* EXTRACTED MATERIAL *
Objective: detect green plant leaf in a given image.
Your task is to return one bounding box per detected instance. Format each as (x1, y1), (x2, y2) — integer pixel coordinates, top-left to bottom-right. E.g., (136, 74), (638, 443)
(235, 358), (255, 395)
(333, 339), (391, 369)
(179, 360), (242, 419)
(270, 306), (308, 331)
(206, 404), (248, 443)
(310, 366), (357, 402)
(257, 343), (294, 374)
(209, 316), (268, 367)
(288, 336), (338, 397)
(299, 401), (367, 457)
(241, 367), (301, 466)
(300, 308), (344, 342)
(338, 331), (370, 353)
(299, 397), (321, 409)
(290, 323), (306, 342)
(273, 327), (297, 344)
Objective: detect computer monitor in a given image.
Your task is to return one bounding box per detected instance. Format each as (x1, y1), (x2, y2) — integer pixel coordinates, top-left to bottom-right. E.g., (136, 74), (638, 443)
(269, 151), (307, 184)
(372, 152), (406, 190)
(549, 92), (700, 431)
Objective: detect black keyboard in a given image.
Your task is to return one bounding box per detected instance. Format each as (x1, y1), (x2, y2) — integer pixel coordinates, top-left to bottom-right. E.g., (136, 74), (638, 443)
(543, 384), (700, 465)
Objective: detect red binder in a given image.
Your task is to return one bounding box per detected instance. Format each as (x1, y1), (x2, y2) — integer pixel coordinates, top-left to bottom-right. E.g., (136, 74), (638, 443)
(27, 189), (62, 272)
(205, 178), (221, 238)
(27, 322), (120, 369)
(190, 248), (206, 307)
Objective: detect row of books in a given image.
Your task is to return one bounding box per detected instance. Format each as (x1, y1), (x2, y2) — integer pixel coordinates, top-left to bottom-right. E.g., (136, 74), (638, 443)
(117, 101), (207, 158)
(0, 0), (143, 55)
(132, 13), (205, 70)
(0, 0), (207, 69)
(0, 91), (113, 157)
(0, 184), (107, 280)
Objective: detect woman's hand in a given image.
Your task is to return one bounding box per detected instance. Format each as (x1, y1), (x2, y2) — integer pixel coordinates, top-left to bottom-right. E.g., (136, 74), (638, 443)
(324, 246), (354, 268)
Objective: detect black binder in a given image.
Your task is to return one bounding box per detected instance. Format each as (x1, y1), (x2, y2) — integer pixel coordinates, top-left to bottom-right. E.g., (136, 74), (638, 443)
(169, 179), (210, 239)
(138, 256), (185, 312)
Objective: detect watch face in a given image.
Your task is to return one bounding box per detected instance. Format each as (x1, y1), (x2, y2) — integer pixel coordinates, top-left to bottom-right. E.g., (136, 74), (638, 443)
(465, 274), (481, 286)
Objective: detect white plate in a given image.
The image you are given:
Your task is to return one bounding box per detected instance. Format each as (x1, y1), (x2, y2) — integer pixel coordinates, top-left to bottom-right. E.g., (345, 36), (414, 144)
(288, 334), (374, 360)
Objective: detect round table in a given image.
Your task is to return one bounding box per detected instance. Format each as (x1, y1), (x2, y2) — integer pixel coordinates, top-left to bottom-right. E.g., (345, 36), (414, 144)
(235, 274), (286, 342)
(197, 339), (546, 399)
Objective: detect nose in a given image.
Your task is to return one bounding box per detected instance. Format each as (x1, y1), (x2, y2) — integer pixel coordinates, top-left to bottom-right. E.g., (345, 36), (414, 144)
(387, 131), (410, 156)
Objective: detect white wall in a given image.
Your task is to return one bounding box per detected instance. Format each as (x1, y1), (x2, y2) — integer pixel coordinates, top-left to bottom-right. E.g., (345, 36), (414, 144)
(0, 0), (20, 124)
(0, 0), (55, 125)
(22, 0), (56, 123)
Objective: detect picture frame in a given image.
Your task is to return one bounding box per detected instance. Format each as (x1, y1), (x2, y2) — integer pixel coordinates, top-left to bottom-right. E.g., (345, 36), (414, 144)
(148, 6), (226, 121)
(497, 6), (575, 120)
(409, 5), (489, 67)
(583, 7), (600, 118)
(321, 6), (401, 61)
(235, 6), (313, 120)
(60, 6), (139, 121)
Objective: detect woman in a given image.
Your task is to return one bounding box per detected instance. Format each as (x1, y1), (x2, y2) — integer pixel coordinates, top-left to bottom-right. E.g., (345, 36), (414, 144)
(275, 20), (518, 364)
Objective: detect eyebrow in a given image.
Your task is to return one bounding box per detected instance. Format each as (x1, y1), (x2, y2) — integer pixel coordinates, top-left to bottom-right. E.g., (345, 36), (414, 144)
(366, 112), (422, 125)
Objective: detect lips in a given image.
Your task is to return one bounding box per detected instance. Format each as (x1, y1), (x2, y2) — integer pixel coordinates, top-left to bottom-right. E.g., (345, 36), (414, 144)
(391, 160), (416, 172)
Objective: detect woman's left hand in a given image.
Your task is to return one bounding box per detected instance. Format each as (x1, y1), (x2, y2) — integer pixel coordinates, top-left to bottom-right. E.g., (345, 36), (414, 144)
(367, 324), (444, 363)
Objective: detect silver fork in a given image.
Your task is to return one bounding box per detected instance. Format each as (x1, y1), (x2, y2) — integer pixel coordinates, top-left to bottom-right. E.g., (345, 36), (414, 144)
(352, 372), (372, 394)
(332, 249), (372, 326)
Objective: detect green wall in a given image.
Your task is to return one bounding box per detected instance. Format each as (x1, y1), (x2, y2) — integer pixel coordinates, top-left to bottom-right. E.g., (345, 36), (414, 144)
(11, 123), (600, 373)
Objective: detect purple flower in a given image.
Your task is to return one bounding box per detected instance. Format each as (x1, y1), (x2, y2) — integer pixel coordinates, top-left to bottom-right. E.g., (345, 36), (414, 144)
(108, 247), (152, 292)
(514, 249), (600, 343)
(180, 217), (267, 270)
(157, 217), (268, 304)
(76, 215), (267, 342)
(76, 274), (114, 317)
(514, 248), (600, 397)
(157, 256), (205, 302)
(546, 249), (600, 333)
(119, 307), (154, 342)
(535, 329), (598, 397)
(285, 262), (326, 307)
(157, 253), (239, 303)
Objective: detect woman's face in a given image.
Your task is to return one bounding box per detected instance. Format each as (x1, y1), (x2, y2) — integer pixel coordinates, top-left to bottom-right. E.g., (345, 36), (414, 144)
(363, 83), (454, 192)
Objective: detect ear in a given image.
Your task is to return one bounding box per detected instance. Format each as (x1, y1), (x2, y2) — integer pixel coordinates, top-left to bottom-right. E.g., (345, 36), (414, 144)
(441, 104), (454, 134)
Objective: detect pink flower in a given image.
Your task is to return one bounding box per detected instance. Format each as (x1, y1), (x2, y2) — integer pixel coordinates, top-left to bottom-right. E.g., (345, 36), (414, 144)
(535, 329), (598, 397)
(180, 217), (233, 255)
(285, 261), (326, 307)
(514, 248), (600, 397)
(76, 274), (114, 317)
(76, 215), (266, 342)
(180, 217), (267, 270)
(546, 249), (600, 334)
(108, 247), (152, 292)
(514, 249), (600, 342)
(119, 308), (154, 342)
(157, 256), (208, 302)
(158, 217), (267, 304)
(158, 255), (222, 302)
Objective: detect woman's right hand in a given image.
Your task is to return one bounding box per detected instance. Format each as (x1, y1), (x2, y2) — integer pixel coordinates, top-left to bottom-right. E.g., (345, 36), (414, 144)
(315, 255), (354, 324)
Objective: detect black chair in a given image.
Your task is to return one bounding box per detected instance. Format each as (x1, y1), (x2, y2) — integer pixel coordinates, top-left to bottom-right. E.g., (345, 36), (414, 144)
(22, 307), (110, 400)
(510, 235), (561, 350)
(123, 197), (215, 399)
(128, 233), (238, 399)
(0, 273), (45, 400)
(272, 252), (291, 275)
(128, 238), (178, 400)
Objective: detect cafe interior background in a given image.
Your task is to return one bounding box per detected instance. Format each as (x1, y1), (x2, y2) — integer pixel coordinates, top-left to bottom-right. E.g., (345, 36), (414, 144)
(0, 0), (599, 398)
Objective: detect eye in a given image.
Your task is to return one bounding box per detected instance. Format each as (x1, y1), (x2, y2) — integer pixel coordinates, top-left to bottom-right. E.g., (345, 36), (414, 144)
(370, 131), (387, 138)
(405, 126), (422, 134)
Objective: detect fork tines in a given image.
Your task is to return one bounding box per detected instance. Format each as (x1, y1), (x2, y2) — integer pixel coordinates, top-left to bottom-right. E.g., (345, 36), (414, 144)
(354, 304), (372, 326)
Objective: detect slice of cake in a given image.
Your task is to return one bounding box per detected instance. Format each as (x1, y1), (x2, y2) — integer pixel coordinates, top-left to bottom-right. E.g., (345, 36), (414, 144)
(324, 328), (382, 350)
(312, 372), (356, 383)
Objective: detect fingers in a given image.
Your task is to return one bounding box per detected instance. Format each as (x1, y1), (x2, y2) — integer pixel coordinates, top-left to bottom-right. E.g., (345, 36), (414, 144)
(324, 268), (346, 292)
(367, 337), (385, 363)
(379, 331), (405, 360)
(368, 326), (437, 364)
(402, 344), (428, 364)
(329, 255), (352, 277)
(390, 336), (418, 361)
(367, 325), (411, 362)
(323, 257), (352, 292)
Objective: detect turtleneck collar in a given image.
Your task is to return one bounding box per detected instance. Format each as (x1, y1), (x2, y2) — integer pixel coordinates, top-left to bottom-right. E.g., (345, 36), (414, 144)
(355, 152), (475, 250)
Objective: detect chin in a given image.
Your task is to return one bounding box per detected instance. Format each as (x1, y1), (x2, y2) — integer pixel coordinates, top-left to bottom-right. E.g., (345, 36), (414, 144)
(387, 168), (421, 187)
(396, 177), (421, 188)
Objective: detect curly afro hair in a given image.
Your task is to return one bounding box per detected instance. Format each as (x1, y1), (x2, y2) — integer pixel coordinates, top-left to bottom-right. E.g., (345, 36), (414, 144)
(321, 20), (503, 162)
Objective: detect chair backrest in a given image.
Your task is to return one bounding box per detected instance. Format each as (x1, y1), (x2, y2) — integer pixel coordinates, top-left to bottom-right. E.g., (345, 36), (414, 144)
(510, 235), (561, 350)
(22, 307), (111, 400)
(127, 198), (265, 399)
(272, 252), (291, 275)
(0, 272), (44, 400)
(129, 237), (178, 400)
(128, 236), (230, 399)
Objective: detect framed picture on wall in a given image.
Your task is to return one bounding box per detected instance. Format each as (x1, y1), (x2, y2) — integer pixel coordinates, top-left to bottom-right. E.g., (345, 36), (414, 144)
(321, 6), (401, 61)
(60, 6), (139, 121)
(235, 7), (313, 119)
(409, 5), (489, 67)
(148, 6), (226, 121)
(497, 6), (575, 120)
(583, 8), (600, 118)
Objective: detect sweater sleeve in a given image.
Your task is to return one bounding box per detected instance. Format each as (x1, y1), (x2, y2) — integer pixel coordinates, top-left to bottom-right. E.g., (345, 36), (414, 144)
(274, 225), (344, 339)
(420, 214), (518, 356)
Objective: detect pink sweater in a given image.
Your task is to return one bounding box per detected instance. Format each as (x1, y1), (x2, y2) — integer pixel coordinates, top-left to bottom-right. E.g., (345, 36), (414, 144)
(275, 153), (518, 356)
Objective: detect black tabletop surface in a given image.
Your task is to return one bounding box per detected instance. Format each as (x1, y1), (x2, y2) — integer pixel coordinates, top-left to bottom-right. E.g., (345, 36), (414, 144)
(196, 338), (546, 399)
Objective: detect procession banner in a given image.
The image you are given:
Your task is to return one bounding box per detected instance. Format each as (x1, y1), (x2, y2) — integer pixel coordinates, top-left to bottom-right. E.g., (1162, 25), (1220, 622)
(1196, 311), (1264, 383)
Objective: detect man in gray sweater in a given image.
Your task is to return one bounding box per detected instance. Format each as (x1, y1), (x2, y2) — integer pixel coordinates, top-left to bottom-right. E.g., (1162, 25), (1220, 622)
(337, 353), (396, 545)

* TO DO *
Copy verbatim, from the listing above, each line from the one containing "Objective: detect pink flower" down to the one containing "Objective: detect fork", inclusive.

* TASK OUTPUT *
Objective: detect pink flower in a given image.
Your task is to return one bounding box per detected instance. Format each as (x1, y1), (x2, y2) — integer pixel coordinates, top-left to bottom-right. E.g., (345, 36), (414, 144)
(535, 329), (598, 397)
(180, 217), (233, 255)
(285, 261), (326, 307)
(514, 248), (600, 397)
(76, 274), (114, 317)
(76, 215), (266, 342)
(180, 217), (267, 270)
(546, 249), (600, 334)
(108, 247), (152, 292)
(514, 249), (600, 342)
(119, 308), (154, 342)
(157, 256), (208, 302)
(158, 217), (267, 304)
(158, 255), (222, 302)
Objective: detect woman's right hand in a given image.
Your task is to return one bounding box per detected instance. Format each as (x1, y1), (x2, y2) — integer pixel coordinates, top-left to bottom-right. E.g., (345, 36), (414, 144)
(315, 255), (354, 324)
Objective: detect black chair in a given image.
Your task is to return one bounding box per detected instance. Format each as (x1, y1), (x2, y2) — integer pixel coordinates, top-left to bottom-right. E.g., (345, 36), (414, 144)
(22, 307), (110, 400)
(510, 235), (561, 350)
(123, 197), (215, 399)
(128, 233), (238, 399)
(0, 273), (45, 400)
(272, 252), (291, 275)
(128, 238), (178, 400)
Objective: detect cafe interior background in a given image.
Your task is to return one bounding box per detected instance. Format each as (x1, y1), (x2, y2) — integer pixel coordinates, top-left to bottom-right. E.g., (345, 36), (414, 144)
(0, 0), (599, 398)
Objective: detect eye in a given image.
Your task is to return one bounding box per detected instance. Format each as (x1, y1), (x2, y2) — integer pixel coordinates, top-left to bottom-right. E.g., (345, 36), (414, 144)
(370, 131), (387, 138)
(405, 126), (422, 134)
Objective: detect fork tines in a given image.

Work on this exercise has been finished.